* [EXERCISE DETAILS]:
State how many lines in these records contain the word "dress", and nothing else.
----- MATERIAL FOR THIS TASK
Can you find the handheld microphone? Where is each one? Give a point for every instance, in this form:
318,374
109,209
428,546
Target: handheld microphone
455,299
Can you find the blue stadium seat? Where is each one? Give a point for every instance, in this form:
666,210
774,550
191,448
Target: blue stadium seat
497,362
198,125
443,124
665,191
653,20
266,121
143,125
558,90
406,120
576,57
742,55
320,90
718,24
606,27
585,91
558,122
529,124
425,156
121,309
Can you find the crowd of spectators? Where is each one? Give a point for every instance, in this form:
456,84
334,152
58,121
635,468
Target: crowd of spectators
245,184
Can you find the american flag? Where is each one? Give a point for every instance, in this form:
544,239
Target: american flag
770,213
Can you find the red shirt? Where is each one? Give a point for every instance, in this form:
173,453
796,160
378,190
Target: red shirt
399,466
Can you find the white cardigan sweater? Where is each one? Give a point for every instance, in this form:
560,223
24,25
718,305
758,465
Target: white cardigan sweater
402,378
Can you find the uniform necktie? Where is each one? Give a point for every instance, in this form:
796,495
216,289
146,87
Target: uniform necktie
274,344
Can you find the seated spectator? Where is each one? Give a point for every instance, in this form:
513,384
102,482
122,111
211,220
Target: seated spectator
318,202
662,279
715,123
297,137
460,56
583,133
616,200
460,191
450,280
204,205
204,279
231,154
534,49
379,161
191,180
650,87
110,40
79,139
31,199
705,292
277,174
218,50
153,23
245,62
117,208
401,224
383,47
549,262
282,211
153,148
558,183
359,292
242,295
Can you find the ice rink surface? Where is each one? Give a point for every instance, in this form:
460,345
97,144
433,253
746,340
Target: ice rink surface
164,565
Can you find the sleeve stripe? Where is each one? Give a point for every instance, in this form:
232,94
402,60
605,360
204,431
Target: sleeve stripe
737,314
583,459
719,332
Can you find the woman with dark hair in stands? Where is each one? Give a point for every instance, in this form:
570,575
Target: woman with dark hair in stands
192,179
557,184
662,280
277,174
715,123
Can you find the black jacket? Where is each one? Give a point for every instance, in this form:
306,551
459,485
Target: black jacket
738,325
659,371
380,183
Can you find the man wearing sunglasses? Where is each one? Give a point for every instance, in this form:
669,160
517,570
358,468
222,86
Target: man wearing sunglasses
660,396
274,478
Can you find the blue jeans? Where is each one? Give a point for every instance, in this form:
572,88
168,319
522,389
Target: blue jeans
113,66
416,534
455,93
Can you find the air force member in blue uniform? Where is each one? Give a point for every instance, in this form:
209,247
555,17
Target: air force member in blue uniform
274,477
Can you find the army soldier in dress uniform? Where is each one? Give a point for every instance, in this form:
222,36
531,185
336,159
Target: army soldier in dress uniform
----------
* [RESPONSE BOX]:
2